» Task details
Copy every line in the items below that contains the word "raised".

» The data
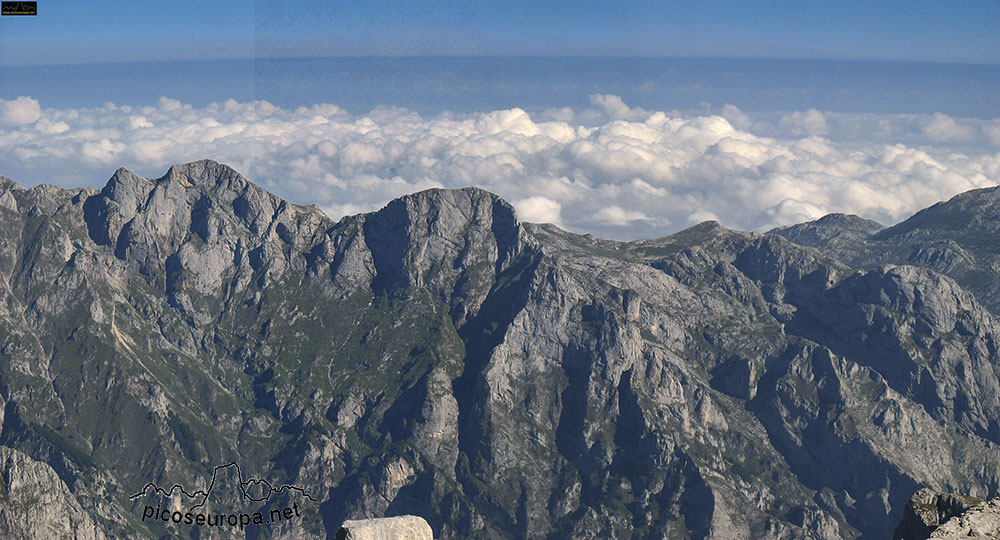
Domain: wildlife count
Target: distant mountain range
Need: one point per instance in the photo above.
(503, 380)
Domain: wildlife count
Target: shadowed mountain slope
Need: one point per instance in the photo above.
(500, 379)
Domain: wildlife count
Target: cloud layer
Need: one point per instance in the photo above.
(611, 170)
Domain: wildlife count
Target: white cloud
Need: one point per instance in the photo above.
(612, 170)
(811, 122)
(20, 111)
(538, 210)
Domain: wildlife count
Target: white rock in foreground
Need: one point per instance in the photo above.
(394, 528)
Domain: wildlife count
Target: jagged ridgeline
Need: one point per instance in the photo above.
(503, 380)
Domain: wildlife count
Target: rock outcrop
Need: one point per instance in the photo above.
(35, 503)
(501, 379)
(927, 509)
(392, 528)
(982, 521)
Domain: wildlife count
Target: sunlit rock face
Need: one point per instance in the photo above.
(499, 379)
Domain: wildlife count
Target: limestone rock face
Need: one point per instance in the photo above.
(35, 503)
(503, 380)
(982, 521)
(392, 528)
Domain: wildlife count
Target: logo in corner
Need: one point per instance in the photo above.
(18, 8)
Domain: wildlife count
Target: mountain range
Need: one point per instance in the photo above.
(502, 380)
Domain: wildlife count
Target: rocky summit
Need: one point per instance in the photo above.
(193, 357)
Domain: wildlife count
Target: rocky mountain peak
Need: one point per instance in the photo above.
(425, 358)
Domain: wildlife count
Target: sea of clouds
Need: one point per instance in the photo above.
(612, 170)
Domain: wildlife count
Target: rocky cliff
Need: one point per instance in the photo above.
(500, 379)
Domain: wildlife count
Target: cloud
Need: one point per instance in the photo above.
(611, 170)
(538, 210)
(20, 111)
(811, 122)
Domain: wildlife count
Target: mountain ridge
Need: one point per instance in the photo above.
(420, 359)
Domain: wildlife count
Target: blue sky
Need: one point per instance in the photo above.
(70, 31)
(754, 113)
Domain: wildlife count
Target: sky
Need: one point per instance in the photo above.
(69, 31)
(625, 120)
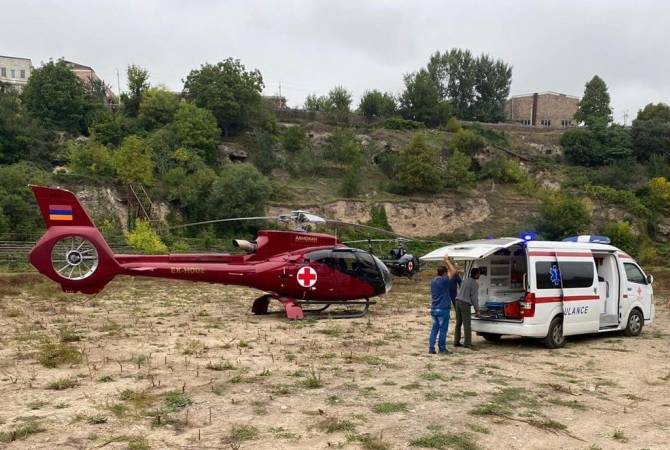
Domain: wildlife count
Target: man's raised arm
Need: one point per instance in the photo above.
(451, 269)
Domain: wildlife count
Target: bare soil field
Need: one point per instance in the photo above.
(163, 364)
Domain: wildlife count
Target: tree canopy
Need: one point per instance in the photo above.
(594, 107)
(228, 90)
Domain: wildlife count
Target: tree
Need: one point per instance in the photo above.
(421, 100)
(468, 142)
(21, 136)
(132, 162)
(458, 175)
(138, 84)
(239, 191)
(157, 107)
(196, 129)
(594, 107)
(17, 203)
(265, 158)
(56, 97)
(295, 139)
(418, 168)
(377, 104)
(476, 87)
(651, 131)
(90, 158)
(562, 216)
(145, 239)
(597, 146)
(228, 90)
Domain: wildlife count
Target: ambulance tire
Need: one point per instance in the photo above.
(635, 323)
(491, 337)
(555, 338)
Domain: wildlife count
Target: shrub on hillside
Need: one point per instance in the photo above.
(90, 158)
(458, 175)
(623, 236)
(468, 142)
(503, 170)
(398, 123)
(145, 239)
(418, 168)
(295, 139)
(562, 216)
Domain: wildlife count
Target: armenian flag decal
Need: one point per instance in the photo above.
(60, 212)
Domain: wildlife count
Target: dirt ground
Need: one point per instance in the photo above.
(162, 364)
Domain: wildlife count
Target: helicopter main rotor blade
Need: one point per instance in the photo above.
(233, 219)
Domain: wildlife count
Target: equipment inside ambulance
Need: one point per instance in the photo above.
(551, 289)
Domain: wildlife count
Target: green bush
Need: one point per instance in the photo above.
(295, 139)
(468, 142)
(398, 123)
(503, 170)
(458, 175)
(91, 159)
(561, 216)
(623, 236)
(145, 239)
(419, 168)
(453, 125)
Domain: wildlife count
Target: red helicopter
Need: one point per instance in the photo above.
(297, 268)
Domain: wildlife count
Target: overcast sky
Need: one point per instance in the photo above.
(310, 46)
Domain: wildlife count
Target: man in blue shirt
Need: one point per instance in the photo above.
(440, 306)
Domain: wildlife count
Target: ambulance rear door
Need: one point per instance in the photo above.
(579, 284)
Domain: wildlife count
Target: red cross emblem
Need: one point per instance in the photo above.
(307, 276)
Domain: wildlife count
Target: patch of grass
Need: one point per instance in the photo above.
(241, 433)
(619, 435)
(220, 366)
(457, 441)
(572, 404)
(97, 419)
(335, 425)
(62, 383)
(389, 407)
(21, 432)
(54, 354)
(176, 400)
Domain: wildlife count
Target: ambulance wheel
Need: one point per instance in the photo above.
(635, 323)
(555, 338)
(491, 337)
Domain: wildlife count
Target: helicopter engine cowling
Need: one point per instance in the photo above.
(245, 245)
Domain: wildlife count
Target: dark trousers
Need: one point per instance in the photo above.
(463, 315)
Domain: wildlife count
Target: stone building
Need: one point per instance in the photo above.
(544, 109)
(15, 71)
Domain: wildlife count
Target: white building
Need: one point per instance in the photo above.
(15, 71)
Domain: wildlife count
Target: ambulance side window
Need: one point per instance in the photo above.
(576, 274)
(634, 274)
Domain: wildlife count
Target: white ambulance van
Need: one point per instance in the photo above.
(550, 290)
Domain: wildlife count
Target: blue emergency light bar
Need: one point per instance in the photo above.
(593, 239)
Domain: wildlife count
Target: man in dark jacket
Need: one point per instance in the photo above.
(440, 306)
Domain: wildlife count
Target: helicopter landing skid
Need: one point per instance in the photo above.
(316, 312)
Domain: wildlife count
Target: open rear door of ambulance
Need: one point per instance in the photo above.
(579, 282)
(471, 250)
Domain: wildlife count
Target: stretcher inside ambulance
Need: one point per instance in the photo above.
(550, 289)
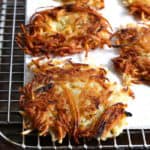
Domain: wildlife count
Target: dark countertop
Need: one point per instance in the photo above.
(4, 145)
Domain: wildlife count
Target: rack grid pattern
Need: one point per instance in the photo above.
(12, 14)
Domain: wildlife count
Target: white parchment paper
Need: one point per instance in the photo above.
(117, 16)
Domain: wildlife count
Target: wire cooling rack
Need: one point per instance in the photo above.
(12, 14)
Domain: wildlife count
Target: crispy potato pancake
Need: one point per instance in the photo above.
(139, 8)
(63, 31)
(99, 4)
(76, 99)
(134, 60)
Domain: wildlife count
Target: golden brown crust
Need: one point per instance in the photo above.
(63, 31)
(134, 59)
(99, 4)
(72, 99)
(139, 8)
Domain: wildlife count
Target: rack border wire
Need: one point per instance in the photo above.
(12, 14)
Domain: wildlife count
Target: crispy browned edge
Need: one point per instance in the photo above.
(85, 2)
(36, 110)
(140, 11)
(131, 64)
(56, 44)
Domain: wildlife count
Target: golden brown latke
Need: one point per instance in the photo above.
(63, 31)
(134, 59)
(99, 4)
(139, 8)
(75, 99)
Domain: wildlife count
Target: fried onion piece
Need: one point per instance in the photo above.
(63, 31)
(134, 59)
(99, 4)
(139, 8)
(75, 99)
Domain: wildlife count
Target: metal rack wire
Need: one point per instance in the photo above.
(12, 14)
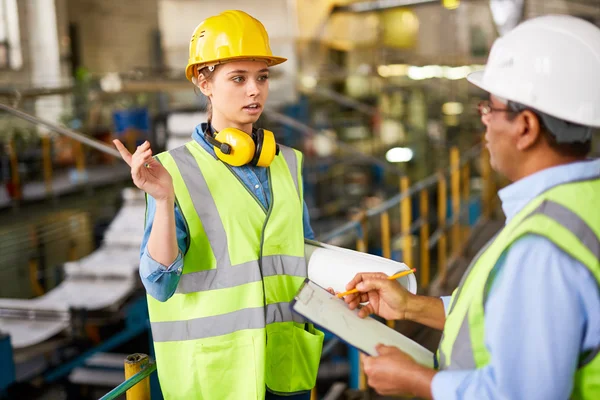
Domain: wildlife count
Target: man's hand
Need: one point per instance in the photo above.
(386, 298)
(394, 373)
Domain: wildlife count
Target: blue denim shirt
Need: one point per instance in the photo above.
(160, 280)
(542, 313)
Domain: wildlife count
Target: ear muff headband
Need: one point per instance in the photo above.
(237, 148)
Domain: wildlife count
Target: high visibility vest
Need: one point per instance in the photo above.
(569, 216)
(228, 331)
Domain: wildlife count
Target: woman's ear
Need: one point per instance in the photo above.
(203, 84)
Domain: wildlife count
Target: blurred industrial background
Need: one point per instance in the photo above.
(373, 94)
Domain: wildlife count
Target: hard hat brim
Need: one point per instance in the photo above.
(270, 60)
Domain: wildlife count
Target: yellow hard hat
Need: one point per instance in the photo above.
(231, 35)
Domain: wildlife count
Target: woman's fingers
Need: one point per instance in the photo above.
(125, 154)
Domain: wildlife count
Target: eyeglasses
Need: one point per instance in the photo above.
(485, 107)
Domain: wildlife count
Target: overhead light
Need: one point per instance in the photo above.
(309, 82)
(399, 154)
(452, 108)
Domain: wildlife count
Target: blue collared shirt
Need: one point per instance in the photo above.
(161, 281)
(542, 313)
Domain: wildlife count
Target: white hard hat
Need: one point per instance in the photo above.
(549, 63)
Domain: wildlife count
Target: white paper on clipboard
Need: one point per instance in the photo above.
(332, 313)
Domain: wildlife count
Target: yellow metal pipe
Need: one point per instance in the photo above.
(47, 163)
(466, 195)
(385, 235)
(361, 241)
(37, 289)
(134, 363)
(73, 250)
(361, 245)
(486, 173)
(405, 218)
(442, 212)
(424, 234)
(79, 157)
(14, 168)
(455, 193)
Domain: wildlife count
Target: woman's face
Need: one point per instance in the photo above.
(238, 92)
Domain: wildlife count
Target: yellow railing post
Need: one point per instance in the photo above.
(134, 363)
(362, 246)
(424, 236)
(386, 247)
(466, 195)
(455, 192)
(14, 168)
(442, 212)
(486, 172)
(79, 158)
(405, 219)
(361, 241)
(47, 163)
(37, 289)
(72, 250)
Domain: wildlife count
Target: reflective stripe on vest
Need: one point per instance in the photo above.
(462, 355)
(243, 265)
(201, 328)
(224, 275)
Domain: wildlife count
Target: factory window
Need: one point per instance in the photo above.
(10, 42)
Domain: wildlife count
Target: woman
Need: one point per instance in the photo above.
(221, 269)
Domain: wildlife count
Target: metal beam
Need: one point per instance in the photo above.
(379, 5)
(98, 145)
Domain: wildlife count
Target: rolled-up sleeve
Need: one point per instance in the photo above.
(160, 281)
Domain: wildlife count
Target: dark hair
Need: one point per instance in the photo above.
(206, 74)
(573, 149)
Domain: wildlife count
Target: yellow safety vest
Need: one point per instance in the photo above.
(569, 216)
(228, 331)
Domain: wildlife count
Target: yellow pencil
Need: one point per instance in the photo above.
(391, 278)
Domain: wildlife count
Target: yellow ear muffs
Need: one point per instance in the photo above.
(266, 148)
(237, 148)
(234, 147)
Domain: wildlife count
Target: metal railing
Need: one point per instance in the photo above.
(454, 196)
(449, 192)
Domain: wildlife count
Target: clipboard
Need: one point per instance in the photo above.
(324, 309)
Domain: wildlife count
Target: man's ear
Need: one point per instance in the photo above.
(529, 130)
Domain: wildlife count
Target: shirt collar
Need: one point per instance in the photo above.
(517, 195)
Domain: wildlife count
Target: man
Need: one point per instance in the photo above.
(525, 320)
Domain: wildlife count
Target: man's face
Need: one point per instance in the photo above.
(500, 136)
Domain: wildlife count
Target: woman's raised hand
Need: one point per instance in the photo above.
(148, 174)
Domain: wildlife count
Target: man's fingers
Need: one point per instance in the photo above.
(125, 154)
(373, 284)
(362, 276)
(366, 311)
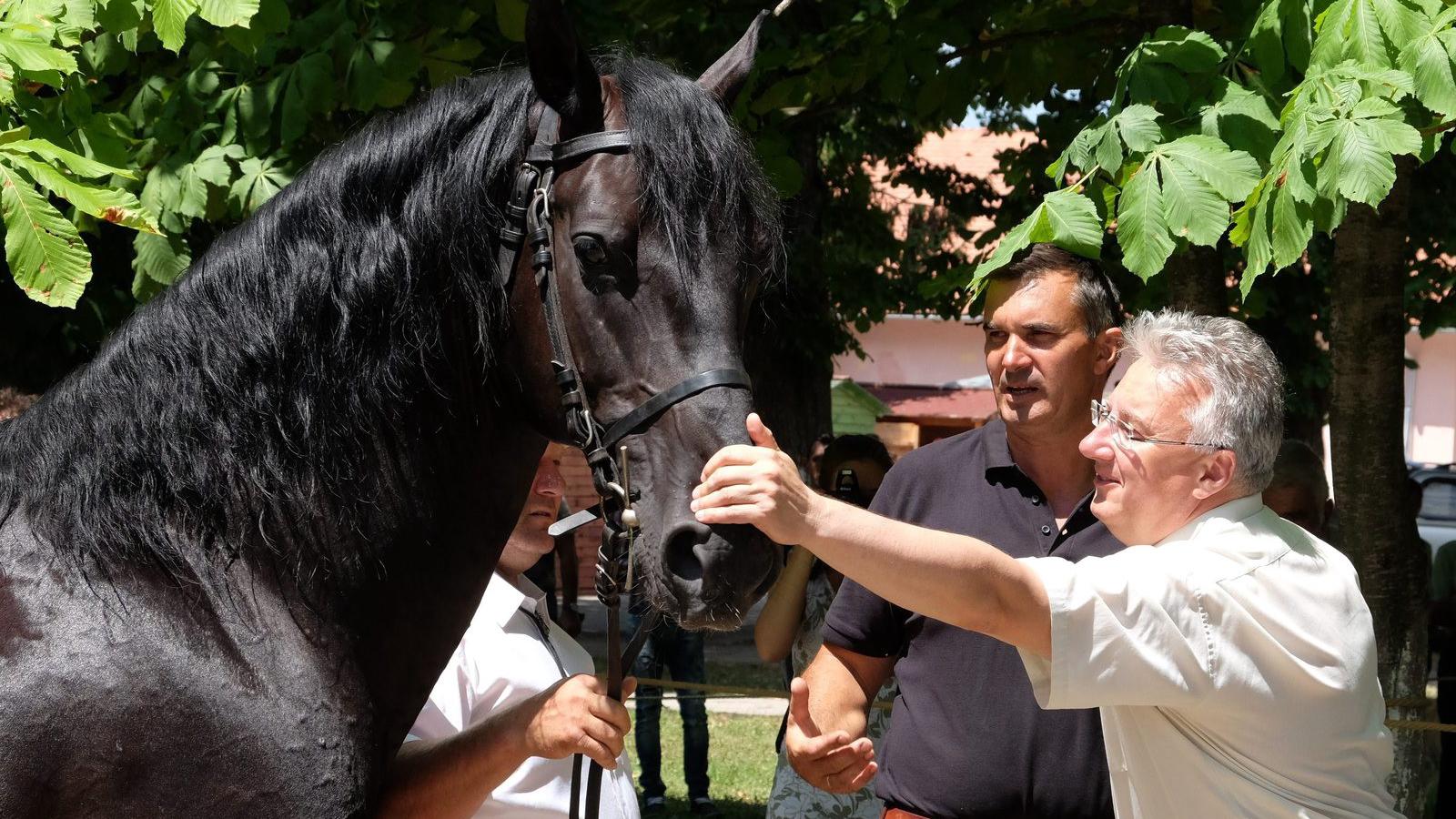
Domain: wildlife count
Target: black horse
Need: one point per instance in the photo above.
(238, 547)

» Answer to this task
Target: man's raised arm
Target: woman's raised hand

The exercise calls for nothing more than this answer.